## Task statement
An exact reproduction is needed of every line from the beginning of the data down to and including the line that contains "the woman's shoulder", minus the pictures.

## Records excerpted from a collection
────────────────────────────────────────

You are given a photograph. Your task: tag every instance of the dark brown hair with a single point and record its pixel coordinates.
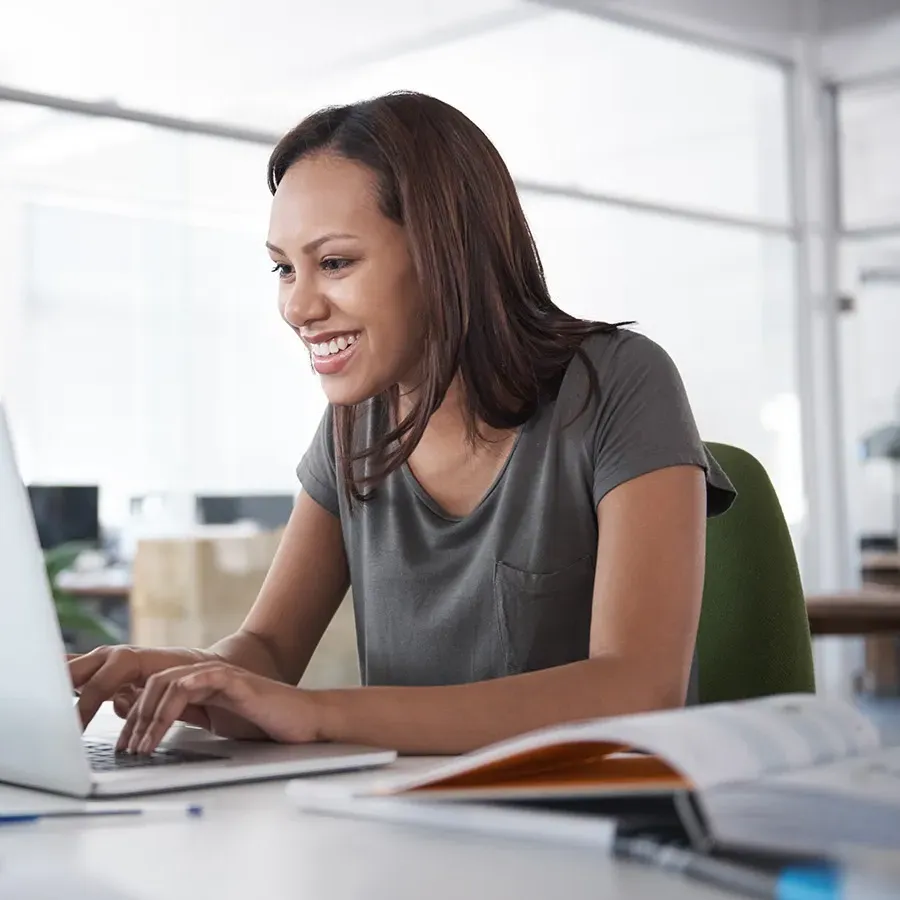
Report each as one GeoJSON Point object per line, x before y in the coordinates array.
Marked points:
{"type": "Point", "coordinates": [488, 313]}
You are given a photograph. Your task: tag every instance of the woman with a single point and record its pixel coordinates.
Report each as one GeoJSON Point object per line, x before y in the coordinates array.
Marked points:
{"type": "Point", "coordinates": [518, 497]}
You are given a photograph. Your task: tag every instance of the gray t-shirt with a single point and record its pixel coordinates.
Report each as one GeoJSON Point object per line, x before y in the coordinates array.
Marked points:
{"type": "Point", "coordinates": [442, 599]}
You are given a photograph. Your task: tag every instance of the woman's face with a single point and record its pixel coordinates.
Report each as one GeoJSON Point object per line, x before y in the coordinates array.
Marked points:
{"type": "Point", "coordinates": [346, 280]}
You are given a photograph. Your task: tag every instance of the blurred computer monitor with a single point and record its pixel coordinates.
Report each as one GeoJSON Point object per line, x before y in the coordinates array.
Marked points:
{"type": "Point", "coordinates": [269, 511]}
{"type": "Point", "coordinates": [65, 513]}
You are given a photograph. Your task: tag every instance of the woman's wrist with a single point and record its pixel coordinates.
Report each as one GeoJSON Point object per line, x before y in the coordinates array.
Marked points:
{"type": "Point", "coordinates": [325, 709]}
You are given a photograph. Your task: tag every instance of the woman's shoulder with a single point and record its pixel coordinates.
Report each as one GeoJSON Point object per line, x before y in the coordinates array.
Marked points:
{"type": "Point", "coordinates": [610, 359]}
{"type": "Point", "coordinates": [623, 348]}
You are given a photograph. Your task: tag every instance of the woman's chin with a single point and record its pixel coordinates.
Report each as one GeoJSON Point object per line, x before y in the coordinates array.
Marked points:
{"type": "Point", "coordinates": [346, 394]}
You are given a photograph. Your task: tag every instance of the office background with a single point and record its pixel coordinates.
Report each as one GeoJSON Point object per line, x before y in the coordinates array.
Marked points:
{"type": "Point", "coordinates": [722, 173]}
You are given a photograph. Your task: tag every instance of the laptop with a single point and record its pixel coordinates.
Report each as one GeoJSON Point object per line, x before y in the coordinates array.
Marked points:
{"type": "Point", "coordinates": [42, 745]}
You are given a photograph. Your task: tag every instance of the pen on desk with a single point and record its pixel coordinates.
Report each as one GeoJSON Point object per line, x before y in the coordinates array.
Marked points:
{"type": "Point", "coordinates": [800, 882]}
{"type": "Point", "coordinates": [191, 810]}
{"type": "Point", "coordinates": [719, 873]}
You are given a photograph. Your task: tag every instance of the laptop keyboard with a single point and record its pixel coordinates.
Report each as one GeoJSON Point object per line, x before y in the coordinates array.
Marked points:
{"type": "Point", "coordinates": [102, 757]}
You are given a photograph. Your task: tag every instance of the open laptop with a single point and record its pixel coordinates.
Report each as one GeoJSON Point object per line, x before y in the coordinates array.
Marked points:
{"type": "Point", "coordinates": [42, 745]}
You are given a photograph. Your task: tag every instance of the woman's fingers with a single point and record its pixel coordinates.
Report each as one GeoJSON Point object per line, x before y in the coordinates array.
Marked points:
{"type": "Point", "coordinates": [101, 678]}
{"type": "Point", "coordinates": [166, 698]}
{"type": "Point", "coordinates": [124, 700]}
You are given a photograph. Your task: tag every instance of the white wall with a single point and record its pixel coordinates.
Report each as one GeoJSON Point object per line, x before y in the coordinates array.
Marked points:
{"type": "Point", "coordinates": [152, 329]}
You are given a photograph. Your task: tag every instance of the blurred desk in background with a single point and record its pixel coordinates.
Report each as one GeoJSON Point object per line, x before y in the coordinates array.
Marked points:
{"type": "Point", "coordinates": [871, 611]}
{"type": "Point", "coordinates": [113, 583]}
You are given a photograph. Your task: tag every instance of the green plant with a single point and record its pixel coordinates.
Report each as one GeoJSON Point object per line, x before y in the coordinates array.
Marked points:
{"type": "Point", "coordinates": [74, 615]}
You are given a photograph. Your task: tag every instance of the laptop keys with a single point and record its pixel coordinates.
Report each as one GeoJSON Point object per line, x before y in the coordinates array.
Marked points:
{"type": "Point", "coordinates": [102, 757]}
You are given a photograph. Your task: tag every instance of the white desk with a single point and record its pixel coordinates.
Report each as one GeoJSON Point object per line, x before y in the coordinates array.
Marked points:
{"type": "Point", "coordinates": [252, 844]}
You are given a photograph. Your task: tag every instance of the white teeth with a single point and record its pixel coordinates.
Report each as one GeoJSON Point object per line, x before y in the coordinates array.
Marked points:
{"type": "Point", "coordinates": [333, 346]}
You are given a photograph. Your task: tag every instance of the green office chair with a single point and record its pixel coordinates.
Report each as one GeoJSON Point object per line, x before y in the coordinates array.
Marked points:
{"type": "Point", "coordinates": [754, 637]}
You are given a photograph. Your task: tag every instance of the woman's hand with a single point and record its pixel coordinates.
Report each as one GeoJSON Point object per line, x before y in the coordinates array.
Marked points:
{"type": "Point", "coordinates": [116, 673]}
{"type": "Point", "coordinates": [280, 712]}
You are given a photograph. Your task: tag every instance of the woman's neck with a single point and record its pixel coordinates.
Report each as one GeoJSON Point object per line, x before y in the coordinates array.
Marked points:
{"type": "Point", "coordinates": [449, 423]}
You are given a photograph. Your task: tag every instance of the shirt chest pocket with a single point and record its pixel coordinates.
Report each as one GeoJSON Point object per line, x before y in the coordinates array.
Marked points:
{"type": "Point", "coordinates": [544, 618]}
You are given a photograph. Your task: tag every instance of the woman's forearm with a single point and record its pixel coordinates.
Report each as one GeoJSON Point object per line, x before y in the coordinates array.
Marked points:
{"type": "Point", "coordinates": [459, 718]}
{"type": "Point", "coordinates": [247, 651]}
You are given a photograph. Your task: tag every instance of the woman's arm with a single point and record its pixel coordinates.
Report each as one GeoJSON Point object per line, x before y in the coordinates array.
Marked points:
{"type": "Point", "coordinates": [646, 606]}
{"type": "Point", "coordinates": [304, 586]}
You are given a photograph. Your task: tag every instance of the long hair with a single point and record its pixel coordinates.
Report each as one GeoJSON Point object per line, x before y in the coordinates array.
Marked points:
{"type": "Point", "coordinates": [487, 312]}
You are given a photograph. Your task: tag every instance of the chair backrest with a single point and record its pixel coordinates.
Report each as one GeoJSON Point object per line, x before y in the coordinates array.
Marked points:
{"type": "Point", "coordinates": [754, 637]}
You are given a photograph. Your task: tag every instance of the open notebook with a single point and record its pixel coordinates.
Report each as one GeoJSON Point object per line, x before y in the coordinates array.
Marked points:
{"type": "Point", "coordinates": [793, 773]}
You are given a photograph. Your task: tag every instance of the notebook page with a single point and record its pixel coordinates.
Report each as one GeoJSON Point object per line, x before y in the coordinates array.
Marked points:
{"type": "Point", "coordinates": [731, 742]}
{"type": "Point", "coordinates": [710, 745]}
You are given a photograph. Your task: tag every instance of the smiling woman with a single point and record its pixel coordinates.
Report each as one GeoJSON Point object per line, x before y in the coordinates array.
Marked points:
{"type": "Point", "coordinates": [517, 496]}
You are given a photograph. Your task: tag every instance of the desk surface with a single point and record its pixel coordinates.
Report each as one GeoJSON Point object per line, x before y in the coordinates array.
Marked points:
{"type": "Point", "coordinates": [873, 610]}
{"type": "Point", "coordinates": [252, 842]}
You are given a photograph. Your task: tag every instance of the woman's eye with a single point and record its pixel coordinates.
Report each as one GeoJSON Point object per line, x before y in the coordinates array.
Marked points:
{"type": "Point", "coordinates": [335, 263]}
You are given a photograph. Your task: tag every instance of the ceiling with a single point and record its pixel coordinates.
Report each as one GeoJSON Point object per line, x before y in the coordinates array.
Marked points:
{"type": "Point", "coordinates": [211, 58]}
{"type": "Point", "coordinates": [859, 37]}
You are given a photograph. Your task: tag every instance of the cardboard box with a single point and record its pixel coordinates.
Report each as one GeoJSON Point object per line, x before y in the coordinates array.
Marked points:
{"type": "Point", "coordinates": [193, 591]}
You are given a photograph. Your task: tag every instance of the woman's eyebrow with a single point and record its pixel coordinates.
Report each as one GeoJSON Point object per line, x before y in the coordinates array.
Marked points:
{"type": "Point", "coordinates": [314, 244]}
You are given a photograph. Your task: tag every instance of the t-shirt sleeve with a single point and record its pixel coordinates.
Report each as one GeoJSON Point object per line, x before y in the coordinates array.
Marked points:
{"type": "Point", "coordinates": [643, 421]}
{"type": "Point", "coordinates": [317, 470]}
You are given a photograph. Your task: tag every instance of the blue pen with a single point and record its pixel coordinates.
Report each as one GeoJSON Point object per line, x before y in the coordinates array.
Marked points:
{"type": "Point", "coordinates": [801, 882]}
{"type": "Point", "coordinates": [833, 883]}
{"type": "Point", "coordinates": [190, 810]}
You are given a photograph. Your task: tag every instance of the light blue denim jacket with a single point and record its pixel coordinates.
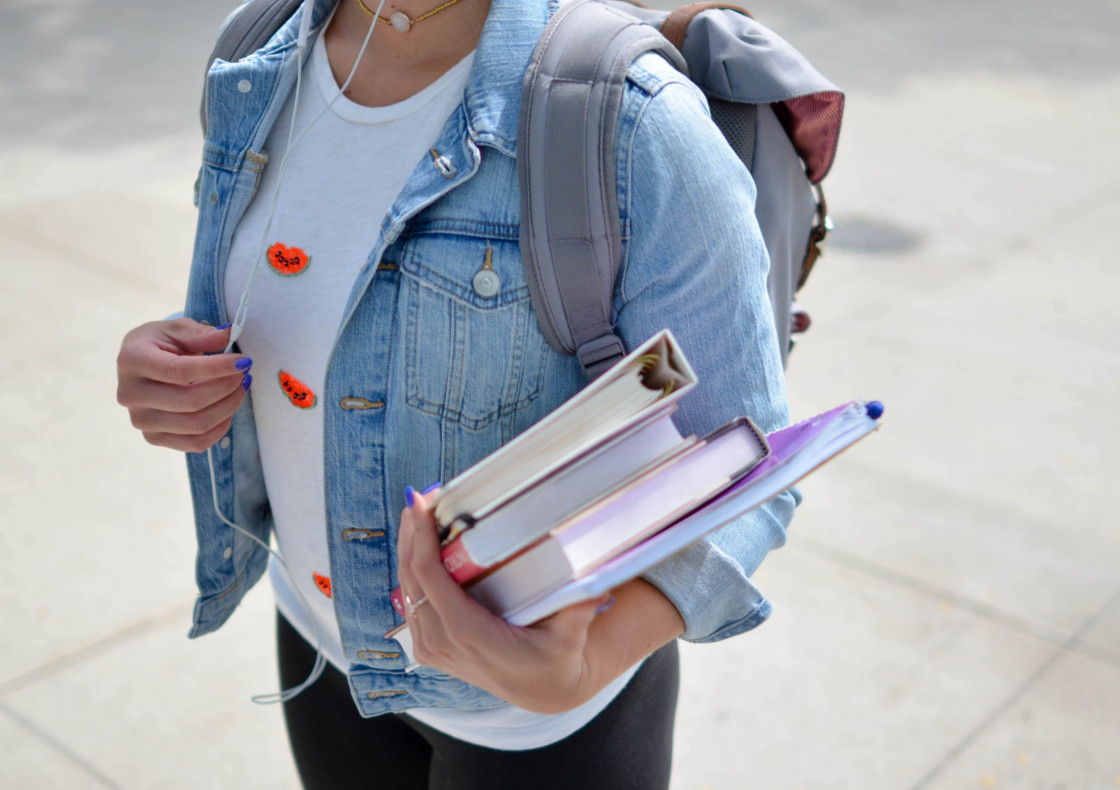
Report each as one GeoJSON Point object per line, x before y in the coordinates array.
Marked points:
{"type": "Point", "coordinates": [427, 375]}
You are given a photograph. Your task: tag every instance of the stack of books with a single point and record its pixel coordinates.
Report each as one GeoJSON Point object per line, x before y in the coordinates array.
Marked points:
{"type": "Point", "coordinates": [606, 486]}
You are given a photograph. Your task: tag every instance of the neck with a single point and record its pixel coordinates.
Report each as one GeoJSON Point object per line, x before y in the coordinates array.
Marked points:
{"type": "Point", "coordinates": [397, 65]}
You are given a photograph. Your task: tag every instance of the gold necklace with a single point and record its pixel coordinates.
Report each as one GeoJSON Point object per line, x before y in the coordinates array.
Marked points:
{"type": "Point", "coordinates": [400, 20]}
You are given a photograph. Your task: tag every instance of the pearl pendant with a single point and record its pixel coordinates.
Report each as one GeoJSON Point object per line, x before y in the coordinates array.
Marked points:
{"type": "Point", "coordinates": [400, 21]}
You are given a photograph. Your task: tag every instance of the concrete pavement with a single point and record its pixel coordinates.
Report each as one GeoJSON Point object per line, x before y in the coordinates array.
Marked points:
{"type": "Point", "coordinates": [948, 609]}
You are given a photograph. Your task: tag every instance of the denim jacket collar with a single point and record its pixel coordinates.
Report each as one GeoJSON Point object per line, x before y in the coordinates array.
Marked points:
{"type": "Point", "coordinates": [493, 93]}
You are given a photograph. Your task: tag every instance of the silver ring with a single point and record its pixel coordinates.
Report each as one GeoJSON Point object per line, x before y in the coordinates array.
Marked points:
{"type": "Point", "coordinates": [411, 606]}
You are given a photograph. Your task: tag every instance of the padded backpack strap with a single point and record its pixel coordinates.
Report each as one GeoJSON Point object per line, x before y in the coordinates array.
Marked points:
{"type": "Point", "coordinates": [570, 234]}
{"type": "Point", "coordinates": [245, 30]}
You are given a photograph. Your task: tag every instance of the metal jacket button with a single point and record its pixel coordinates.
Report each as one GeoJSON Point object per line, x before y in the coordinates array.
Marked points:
{"type": "Point", "coordinates": [442, 164]}
{"type": "Point", "coordinates": [486, 281]}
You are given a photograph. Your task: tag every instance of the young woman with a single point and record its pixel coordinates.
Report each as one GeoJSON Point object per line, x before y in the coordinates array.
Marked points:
{"type": "Point", "coordinates": [371, 362]}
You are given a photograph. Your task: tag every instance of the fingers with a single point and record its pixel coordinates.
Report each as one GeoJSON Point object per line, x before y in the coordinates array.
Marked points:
{"type": "Point", "coordinates": [184, 399]}
{"type": "Point", "coordinates": [190, 423]}
{"type": "Point", "coordinates": [177, 395]}
{"type": "Point", "coordinates": [170, 352]}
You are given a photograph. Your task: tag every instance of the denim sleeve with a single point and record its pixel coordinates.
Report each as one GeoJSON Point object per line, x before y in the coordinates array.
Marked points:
{"type": "Point", "coordinates": [694, 261]}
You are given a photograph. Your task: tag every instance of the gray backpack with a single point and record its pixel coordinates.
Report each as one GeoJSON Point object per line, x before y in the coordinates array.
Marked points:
{"type": "Point", "coordinates": [778, 114]}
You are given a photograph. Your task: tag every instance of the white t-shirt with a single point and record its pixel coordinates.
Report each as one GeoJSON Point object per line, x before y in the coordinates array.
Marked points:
{"type": "Point", "coordinates": [337, 187]}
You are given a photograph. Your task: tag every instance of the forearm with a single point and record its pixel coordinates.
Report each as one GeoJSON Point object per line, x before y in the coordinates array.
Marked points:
{"type": "Point", "coordinates": [640, 621]}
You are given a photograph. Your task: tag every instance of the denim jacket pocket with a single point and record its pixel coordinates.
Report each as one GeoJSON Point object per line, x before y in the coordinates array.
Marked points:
{"type": "Point", "coordinates": [473, 351]}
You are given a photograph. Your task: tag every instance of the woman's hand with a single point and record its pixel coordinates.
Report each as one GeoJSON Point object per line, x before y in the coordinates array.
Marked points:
{"type": "Point", "coordinates": [549, 667]}
{"type": "Point", "coordinates": [178, 396]}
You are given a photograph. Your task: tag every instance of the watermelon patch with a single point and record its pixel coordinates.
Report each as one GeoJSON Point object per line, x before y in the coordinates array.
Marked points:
{"type": "Point", "coordinates": [288, 261]}
{"type": "Point", "coordinates": [298, 392]}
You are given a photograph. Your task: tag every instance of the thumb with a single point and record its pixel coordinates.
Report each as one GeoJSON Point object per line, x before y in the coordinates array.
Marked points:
{"type": "Point", "coordinates": [193, 336]}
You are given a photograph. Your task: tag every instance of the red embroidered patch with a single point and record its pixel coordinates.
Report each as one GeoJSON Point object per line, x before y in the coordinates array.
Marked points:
{"type": "Point", "coordinates": [298, 392]}
{"type": "Point", "coordinates": [288, 260]}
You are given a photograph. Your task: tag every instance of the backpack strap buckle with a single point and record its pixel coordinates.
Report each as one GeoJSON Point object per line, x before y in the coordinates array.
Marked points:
{"type": "Point", "coordinates": [599, 354]}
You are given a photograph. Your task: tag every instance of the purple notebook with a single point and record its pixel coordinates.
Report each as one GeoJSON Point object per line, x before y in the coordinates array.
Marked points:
{"type": "Point", "coordinates": [795, 452]}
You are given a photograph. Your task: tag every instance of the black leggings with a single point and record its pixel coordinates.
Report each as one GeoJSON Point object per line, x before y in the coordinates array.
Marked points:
{"type": "Point", "coordinates": [628, 745]}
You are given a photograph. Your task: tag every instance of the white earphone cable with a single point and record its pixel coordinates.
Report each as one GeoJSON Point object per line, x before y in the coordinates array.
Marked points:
{"type": "Point", "coordinates": [242, 313]}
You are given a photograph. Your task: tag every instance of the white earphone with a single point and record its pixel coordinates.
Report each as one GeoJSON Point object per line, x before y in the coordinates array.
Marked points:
{"type": "Point", "coordinates": [240, 316]}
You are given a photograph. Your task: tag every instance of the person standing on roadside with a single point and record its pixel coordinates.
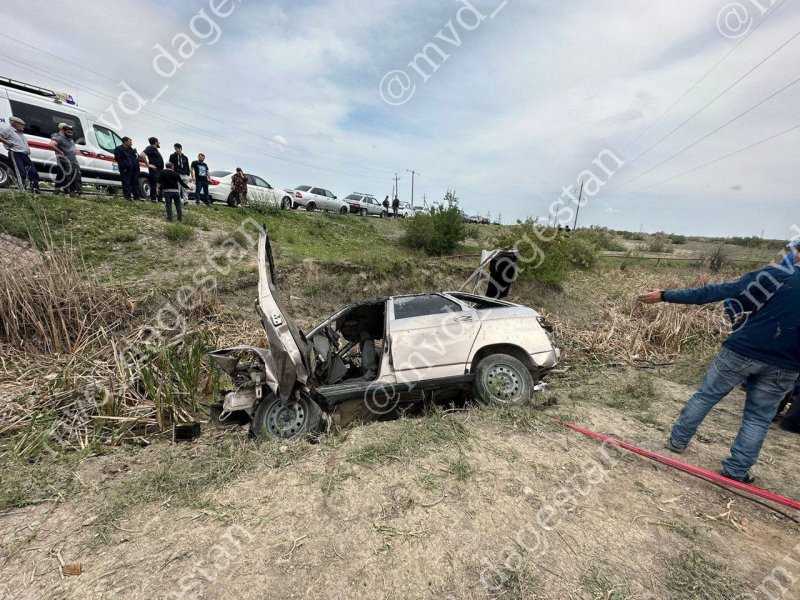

────────────────────────────────────────

## Solution below
You are given a photograph. Your task: tag every instance of the dark brown hair with a single point and record its pixel coordinates.
Report each as one GeoJSON Point object per line, x before y in the coordinates array.
Marked points:
{"type": "Point", "coordinates": [488, 313]}
You are given a photograph. Your task: tag every instance of the woman with a single point and record its pixel coordinates.
Report each as one GeoJSON Point object per line, x before y in the coordinates array.
Marked points:
{"type": "Point", "coordinates": [518, 497]}
You are given a photograph. Your task: tag every instance of the gray t-shirt with a single point and record its pixel coordinates.
Report each as one GeoJSON Point object per line, x before y in the coordinates array.
Marked points:
{"type": "Point", "coordinates": [442, 599]}
You are given a photograph. Your task: tag every instance of the woman's face with a single point and record its pixel coordinates.
Report each as one GeoJSON Point object per line, x before y in the coordinates array.
Marked points:
{"type": "Point", "coordinates": [346, 280]}
You are given a photograph. Your task: tag every instance of the blurred computer monitor with a single point and record its pixel coordinates.
Report each as one GeoJSON Point object per line, x before y in the coordinates array.
Marked points:
{"type": "Point", "coordinates": [269, 511]}
{"type": "Point", "coordinates": [65, 513]}
You are given a photograph. Your task: tag every instance of the woman's wrist with a single point and record its pixel coordinates.
Report each as one GeoJSON Point object per line, x before y in the coordinates array.
Marked points:
{"type": "Point", "coordinates": [325, 709]}
You are given a photograph. Your task: tag every instance of the woman's shoulder with a single point and record its pixel coordinates.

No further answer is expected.